■ What you are asked to do: Copy the items word for word from their start through the line containing "[[765, 181]]", including both ends. Leave the pictures out of your copy.

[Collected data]
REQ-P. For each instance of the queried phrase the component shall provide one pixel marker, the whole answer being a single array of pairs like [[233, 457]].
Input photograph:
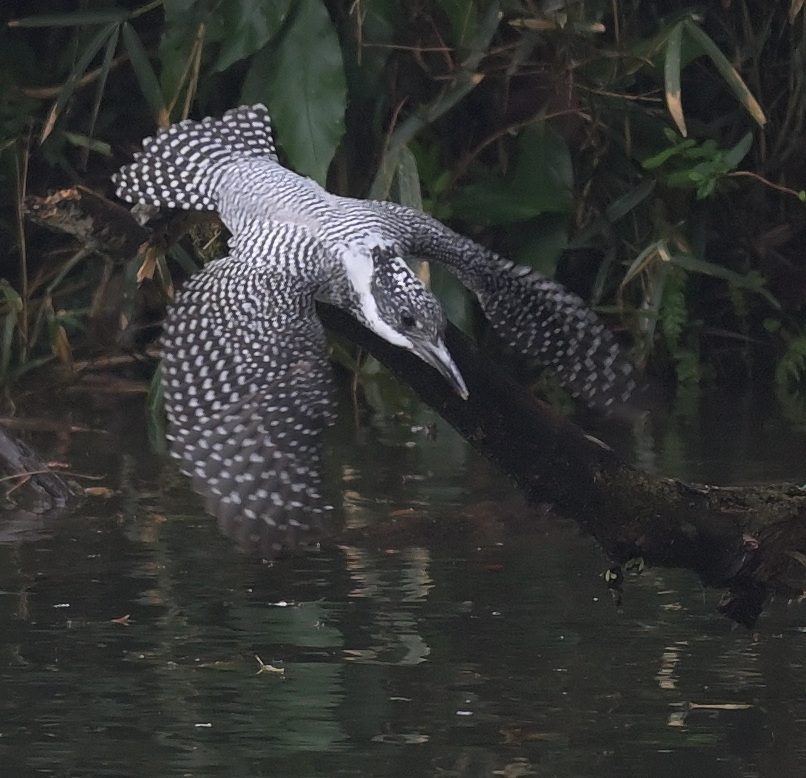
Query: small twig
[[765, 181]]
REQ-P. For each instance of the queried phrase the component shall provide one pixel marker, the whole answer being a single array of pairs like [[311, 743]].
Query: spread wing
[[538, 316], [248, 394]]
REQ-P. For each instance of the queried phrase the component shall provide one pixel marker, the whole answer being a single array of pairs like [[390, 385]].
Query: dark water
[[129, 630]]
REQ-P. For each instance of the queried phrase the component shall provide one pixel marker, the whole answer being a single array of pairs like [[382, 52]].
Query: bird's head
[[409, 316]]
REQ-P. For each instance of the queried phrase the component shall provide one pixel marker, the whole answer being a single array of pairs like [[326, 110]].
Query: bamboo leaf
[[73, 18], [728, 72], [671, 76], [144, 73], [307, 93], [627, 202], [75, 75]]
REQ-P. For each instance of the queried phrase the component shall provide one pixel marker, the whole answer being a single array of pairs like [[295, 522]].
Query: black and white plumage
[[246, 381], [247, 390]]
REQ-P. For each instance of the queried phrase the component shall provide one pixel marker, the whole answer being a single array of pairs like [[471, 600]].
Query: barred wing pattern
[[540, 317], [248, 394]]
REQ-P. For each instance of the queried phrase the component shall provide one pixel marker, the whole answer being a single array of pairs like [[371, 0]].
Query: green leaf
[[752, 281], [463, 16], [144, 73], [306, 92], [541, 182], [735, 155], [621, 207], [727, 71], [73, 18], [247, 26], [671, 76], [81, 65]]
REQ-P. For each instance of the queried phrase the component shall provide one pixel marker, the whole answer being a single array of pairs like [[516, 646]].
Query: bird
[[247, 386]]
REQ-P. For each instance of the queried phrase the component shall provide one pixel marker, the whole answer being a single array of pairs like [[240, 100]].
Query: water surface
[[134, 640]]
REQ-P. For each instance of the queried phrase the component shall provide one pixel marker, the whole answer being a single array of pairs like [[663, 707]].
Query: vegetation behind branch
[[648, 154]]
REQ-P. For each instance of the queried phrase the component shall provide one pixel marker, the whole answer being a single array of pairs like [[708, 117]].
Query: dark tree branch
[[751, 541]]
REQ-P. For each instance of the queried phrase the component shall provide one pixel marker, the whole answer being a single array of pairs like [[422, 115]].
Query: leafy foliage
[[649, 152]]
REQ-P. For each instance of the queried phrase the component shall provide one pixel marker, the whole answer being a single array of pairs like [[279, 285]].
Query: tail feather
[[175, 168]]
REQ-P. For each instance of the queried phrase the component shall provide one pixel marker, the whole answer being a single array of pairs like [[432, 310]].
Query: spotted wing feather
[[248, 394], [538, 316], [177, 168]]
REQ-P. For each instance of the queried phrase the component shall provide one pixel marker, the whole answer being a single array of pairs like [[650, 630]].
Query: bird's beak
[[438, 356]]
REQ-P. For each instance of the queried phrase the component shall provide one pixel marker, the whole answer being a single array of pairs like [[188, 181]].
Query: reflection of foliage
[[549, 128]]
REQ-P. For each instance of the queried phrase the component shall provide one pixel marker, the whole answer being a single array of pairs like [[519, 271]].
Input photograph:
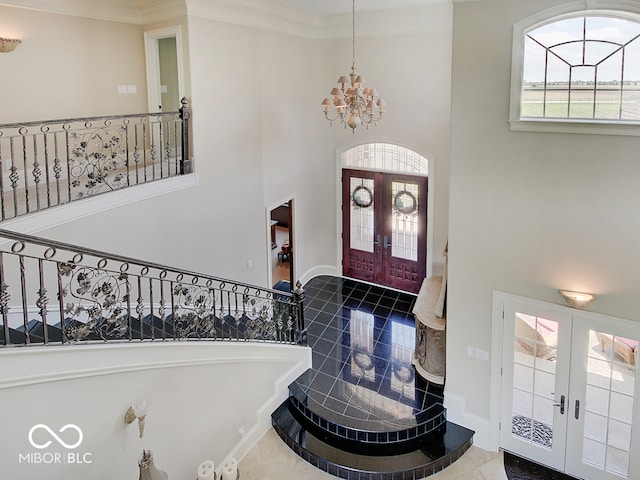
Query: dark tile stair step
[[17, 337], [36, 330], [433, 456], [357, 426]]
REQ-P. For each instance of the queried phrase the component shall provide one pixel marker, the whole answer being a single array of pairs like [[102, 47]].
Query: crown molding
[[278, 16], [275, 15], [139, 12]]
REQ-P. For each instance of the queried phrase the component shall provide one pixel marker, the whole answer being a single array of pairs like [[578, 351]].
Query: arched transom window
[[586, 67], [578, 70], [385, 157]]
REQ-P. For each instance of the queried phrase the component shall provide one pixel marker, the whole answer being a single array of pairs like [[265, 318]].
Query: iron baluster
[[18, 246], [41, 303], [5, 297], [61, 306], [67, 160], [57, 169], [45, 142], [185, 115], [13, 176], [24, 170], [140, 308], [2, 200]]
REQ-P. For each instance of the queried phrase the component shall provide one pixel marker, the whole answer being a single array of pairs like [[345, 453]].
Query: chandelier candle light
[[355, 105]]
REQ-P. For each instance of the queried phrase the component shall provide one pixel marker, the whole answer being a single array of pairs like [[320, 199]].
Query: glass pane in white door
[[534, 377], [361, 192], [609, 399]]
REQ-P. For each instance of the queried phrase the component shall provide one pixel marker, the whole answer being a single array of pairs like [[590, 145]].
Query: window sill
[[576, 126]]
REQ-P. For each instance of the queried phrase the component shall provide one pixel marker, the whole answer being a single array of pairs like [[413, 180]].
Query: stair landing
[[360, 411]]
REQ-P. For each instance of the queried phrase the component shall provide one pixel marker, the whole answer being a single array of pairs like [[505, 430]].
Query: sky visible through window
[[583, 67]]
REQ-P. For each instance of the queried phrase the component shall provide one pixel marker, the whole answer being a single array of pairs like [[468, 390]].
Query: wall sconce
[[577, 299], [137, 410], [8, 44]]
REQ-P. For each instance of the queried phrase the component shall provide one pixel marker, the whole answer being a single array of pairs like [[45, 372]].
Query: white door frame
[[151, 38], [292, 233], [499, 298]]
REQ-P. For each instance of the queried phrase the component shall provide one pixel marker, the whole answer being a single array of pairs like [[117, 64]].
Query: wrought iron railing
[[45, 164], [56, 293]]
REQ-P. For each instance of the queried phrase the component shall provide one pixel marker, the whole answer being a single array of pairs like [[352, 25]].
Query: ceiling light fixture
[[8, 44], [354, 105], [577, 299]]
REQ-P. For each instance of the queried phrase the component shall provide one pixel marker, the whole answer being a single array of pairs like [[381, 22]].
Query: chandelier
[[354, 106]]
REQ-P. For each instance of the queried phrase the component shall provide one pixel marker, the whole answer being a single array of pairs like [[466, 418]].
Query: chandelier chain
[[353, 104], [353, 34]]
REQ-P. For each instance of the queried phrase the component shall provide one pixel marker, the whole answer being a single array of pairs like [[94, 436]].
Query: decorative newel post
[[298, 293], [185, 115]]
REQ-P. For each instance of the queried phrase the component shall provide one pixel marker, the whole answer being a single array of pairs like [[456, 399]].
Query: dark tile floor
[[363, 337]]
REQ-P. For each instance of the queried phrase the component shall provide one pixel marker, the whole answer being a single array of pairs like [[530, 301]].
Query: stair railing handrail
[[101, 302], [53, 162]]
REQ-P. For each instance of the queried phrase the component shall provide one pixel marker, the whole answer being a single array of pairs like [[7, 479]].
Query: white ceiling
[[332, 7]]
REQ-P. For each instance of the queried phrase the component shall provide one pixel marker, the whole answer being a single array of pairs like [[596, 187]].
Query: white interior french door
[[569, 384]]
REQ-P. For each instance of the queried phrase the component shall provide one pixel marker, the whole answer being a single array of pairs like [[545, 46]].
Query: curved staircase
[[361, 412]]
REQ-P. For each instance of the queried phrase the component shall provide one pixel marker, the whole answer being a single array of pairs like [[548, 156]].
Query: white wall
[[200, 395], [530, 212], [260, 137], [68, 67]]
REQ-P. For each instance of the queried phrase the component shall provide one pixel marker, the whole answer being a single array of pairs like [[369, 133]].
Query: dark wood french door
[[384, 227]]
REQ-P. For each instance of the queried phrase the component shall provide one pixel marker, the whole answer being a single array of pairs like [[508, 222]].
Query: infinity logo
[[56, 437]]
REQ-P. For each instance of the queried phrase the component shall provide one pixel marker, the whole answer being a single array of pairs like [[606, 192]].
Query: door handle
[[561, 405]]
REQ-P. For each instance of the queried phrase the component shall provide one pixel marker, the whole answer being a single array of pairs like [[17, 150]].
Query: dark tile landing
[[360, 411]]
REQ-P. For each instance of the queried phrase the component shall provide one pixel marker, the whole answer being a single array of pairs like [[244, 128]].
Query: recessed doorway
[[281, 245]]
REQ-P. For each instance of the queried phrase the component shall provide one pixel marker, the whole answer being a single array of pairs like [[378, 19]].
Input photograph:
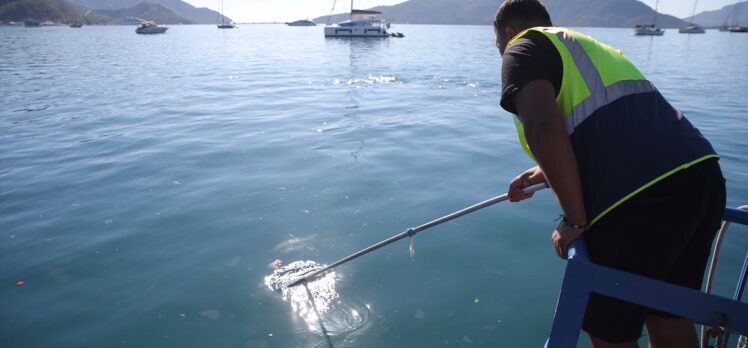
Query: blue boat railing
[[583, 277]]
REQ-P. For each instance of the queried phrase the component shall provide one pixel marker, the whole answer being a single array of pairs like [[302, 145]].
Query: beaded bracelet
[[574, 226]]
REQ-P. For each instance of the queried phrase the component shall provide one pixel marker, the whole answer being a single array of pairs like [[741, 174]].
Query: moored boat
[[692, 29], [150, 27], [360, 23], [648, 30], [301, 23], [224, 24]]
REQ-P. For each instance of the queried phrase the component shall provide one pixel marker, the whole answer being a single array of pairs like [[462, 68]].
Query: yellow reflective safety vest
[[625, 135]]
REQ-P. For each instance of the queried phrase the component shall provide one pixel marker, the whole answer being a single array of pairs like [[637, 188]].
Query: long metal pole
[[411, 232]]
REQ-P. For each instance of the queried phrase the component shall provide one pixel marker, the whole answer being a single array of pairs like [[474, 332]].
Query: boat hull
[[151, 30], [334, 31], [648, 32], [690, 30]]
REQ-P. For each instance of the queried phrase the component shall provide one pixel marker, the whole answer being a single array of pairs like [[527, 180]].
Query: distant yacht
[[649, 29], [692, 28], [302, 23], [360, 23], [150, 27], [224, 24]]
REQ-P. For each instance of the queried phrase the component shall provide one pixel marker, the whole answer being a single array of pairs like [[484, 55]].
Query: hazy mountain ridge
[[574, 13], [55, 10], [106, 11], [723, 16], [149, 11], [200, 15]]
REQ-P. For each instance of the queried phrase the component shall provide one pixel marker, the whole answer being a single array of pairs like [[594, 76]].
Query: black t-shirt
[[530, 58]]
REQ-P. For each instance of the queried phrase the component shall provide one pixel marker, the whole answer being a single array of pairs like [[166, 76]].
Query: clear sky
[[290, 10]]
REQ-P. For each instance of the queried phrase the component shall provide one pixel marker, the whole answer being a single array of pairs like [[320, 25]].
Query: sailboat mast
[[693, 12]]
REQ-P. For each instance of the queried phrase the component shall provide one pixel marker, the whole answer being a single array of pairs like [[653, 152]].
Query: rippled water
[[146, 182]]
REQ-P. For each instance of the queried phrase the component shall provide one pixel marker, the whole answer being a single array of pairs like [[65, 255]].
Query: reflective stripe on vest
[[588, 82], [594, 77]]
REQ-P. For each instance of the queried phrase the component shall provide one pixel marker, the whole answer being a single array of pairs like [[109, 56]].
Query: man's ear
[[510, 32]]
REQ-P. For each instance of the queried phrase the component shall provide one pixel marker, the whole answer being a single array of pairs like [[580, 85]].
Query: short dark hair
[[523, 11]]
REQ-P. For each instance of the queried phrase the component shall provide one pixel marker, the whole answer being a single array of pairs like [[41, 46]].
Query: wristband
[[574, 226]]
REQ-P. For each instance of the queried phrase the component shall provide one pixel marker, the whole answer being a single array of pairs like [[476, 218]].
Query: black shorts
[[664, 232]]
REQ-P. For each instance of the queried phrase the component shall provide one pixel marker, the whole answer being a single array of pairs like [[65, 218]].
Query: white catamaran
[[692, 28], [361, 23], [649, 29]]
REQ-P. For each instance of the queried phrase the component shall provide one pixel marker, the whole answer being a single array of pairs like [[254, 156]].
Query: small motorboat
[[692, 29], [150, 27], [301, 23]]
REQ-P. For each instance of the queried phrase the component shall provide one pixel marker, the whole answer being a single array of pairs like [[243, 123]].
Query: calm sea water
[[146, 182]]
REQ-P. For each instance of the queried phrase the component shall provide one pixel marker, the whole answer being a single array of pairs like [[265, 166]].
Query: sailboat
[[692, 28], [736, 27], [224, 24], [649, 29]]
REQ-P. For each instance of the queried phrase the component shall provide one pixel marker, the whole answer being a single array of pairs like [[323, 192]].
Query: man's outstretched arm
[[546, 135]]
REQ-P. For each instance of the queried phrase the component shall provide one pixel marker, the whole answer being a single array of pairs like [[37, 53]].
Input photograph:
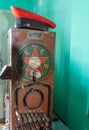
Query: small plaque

■ Result for this task:
REQ-P. For each instance of the queried phrase the component shall provide one pixel marker, the whole answer being a single array of pairs like [[233, 457]].
Input photograph:
Query: small twig
[[765, 181]]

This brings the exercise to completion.